A few Thursdays ago, I showed up at my friend Dianna Milam’s house with a basket full of eggs, whipping cream, sausage and bread. Dianna opened the door with a pure, unrestrained smile on her face, and I basked in seeing the radiance. Because after the hardest year of her life, Dianna Milam had made it. Life was ahead of her in all its wonderful, complicated glory and she was ready to dive in, ready to feel normal, ready to celebrate, and, thanks be to God, ready to eat.
Six weeks ago, Dianna had surgery to remove a tumor in her brain. The mass was discovered last November after she’d started feeling increasing dizziness and an increased sensitivity to light. It was actually my husband, who is a radiologist, who called to tell her what the MRI had shown. The tumor was benign, but it was pressing on an important nerve center in her brain. It would continue to grow and the symptoms from it would continue to get worse.
In December, she came to my house for lunch a changed woman. I’ve known Dianna for several years now, and though we don’t see each other that often, when we do, we are able to pick up where we left off and have the most extraordinary conversations.
I first met her while I was working as a reporter at The Sentinel. She was training her two golden retrievers for Love on a Leash, a program that provides pet therapy to the sick and elderly, and hoped they would become a beloved part of St. Jo. I’d been assigned to write a story about it and, upon meeting, we immediately hit it off, with me spending a lot more time visiting with her than actually getting information for the story.
I told her then, and it’s true now, Dianna is one of the most quotable people I have ever met. She has a way of speaking that gets to the essence of things, of articulating the unarticulated and conveying wisdom that you suspect she’s acquired through a lot of careful, quiet thought. I’ve learned a lot from her, whether we’re talking about step-parenting, ice cream making, skin care, marriage, friendship or Anthropologie. She lives her life with purpose and joy and, after spending an afternoon with her, you feel not only refreshed but inspired to live the same way.

Stored items
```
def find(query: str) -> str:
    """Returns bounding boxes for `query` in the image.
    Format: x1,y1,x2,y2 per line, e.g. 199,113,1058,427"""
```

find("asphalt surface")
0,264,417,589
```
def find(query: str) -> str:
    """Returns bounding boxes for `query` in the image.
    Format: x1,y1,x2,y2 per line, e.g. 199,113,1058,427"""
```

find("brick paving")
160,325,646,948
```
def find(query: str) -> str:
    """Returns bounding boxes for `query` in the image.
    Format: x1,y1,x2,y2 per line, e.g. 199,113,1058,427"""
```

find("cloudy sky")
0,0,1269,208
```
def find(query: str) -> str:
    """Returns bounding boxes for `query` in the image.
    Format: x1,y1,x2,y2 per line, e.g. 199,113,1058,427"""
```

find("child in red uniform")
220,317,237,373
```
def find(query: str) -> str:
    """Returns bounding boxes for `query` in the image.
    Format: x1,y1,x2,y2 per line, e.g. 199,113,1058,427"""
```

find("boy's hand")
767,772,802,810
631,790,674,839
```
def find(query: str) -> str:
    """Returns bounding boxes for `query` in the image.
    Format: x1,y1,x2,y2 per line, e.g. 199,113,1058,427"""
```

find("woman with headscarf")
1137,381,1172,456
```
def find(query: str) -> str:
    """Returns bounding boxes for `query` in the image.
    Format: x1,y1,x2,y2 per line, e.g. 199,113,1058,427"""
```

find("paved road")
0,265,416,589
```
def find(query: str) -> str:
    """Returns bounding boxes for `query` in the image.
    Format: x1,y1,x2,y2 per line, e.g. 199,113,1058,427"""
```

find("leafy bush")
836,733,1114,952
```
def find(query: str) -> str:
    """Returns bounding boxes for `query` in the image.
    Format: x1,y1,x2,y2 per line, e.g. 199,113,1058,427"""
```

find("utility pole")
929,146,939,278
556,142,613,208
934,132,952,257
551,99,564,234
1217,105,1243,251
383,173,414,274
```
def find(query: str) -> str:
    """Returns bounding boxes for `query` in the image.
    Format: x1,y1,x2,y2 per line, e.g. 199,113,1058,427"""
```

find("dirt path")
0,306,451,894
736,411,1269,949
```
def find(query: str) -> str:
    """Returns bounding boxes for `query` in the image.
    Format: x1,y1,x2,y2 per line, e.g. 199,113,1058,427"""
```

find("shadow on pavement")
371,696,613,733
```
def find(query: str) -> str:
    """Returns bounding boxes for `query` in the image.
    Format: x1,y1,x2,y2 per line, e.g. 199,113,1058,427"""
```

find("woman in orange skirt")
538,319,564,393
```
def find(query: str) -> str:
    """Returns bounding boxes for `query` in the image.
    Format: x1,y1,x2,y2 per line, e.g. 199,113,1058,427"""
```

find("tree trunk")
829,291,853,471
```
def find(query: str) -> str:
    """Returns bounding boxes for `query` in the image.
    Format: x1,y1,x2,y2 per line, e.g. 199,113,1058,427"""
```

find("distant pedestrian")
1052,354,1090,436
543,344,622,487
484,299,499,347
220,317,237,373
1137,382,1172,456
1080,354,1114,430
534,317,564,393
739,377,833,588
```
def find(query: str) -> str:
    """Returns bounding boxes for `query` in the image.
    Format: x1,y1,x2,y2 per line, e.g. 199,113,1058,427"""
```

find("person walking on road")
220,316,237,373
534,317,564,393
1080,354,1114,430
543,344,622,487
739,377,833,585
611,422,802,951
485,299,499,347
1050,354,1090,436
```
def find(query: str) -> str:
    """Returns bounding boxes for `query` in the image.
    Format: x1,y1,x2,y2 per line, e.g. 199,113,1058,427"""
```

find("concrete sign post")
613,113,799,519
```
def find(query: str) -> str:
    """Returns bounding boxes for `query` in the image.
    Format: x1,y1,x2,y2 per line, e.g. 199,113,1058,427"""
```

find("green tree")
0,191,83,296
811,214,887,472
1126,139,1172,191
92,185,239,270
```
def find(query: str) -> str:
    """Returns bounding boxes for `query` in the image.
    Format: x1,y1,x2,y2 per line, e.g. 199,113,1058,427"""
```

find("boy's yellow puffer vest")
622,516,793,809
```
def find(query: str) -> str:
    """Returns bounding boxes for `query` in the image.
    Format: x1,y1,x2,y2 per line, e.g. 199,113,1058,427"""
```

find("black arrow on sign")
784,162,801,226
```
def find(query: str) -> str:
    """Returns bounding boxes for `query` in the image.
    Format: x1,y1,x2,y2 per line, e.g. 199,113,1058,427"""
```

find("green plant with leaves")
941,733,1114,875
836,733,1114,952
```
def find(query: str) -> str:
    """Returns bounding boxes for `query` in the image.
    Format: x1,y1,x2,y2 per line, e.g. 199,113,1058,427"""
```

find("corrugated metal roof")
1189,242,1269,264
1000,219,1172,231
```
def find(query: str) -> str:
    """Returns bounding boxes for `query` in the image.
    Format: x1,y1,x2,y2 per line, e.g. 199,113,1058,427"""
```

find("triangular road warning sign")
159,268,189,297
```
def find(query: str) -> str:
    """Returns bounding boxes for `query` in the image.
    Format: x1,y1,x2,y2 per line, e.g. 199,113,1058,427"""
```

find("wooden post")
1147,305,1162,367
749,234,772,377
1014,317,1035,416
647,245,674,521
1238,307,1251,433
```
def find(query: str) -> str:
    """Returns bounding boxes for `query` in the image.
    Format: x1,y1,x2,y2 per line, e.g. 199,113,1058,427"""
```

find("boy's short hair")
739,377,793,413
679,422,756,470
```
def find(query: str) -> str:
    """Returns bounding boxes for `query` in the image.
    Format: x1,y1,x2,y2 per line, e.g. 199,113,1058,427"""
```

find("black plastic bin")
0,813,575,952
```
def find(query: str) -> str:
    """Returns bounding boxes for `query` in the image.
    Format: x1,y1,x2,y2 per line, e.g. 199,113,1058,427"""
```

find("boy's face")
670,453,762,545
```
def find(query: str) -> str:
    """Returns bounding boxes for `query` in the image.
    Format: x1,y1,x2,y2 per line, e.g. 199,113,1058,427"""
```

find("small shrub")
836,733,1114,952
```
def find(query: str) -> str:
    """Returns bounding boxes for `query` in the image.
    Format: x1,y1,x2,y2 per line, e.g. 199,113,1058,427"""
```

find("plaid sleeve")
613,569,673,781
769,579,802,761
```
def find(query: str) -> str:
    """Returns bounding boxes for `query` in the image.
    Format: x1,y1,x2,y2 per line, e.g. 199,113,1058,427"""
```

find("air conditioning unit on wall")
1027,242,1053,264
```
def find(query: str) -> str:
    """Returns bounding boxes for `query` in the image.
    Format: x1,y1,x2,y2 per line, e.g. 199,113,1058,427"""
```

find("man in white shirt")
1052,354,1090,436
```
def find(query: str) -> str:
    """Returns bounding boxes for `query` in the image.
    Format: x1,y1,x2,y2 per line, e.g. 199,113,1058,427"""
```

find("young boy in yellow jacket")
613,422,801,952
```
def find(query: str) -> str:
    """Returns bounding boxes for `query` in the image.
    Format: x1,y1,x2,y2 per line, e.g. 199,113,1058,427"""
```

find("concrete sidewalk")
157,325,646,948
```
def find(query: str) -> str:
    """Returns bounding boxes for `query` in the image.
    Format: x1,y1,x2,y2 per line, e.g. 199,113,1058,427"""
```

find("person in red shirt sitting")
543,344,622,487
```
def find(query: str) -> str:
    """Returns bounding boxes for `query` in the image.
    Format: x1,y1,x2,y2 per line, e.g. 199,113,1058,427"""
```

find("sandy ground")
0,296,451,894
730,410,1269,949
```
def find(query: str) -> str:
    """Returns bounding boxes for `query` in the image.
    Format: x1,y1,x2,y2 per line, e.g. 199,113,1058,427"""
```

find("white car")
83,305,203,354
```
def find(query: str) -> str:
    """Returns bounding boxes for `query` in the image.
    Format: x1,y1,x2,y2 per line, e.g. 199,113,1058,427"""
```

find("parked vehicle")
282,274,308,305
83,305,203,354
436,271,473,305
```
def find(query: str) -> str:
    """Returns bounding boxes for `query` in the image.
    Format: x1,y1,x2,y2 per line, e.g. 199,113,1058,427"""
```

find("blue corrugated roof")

* Work item A
Summarize the text about Dianna Milam in two sentences.
* Work item B
List every subject the writer names as something the two have talked about in the text about Dianna Milam.
* Work item C
Carry the text about Dianna Milam forward from its final sentence.

* Response area A
Six weeks after surgery to remove a benign brain tumor that had been pressing on an important nerve center, Dianna Milam welcomed the writer, who arrived with eggs, whipping cream, sausage and bread, and she was ready to celebrate and eat. The writer first met her while reporting a story for The Sentinel on her training of two golden retrievers for the Love on a Leash pet therapy program, and calls her one of the most quotable people the writer has ever met, someone who lives with purpose and joy.

* Response area B
step-parenting
ice cream making
skin care
marriage
friendship
Anthropologie

* Response area C
But when Dianna came to my house last December, she had changed. She was still brilliant, but so damn scared. She told me she was doing everything she could to fight for her quality of life. The doctors had told her the tumor was inoperable and the dizziness, which would get worse, was something she would just have to accept. But she would not. So she was going to acupuncture and seeing a naturopathic doctor. Taking essential oils and had given up eating eggs, dairy and gluten. All of it, she told me in a controlled, unfamiliar voice, was in the hope she could cure herself, if by sheer will alone.
When Dianna left that day, I was upset for a long time. I didn’t know if I should write to her to tell her how I felt or if that would upset her more, inflate something she was trying to keep manageable. I wished there were something I could say to make things better, but hell if I knew what that was.
And then William got sick, and Dianna and I didn’t see each other for several months. When we did, we connected in a different way. We had met at a busy deli at lunchtime, but we might as well have been the only people on the planet. That’s how we felt. With her tumor and my husband sick, we had been left behind by the mainstream. Those lives had continued on smoothly and happily, ours were strapped to rafts floating in an unknown.
Because of what we’d both experienced, we knew things that we didn’t know before — lessons in the fragility of life, in the importance of not letting beauty go unappreciated. We talked about how life was unfair and how this was hard and we wanted things to just go back to normal. When things got really scary, Dianna told me she would whisper the word “grateful” in her mind, stretch it out and say it as slowly as she could until she felt calm again. Leave it to Dianna to focus on gratitude while in the center of a storm.
But seven weeks ago, Dianna’s life changed again. She had found a doctor in California willing to remove her tumor using a procedure that would be less damaging to her brain. The procedure was a complete success and today she is cured. Life is no longer on pause for Dianna Milam.
So last week, when I showed up with my basket of goodies, she was hungry. We whipped up some scrambled eggs with plenty of cream, buttered toast, fried sausages. We sat in her lovely kitchen overlooking the woods and we talked about the surgery and her recovery, how she wanted to spread the word about endoscopic brain surgery, how William was doing. And then something truly remarkable happened. We talked about the stuff normal people talk about: work and vacations, house renovations and recipes, where to buy seafood online, where to get the hand soap she has in her bathroom. And never, ever has breakfast tasted so good.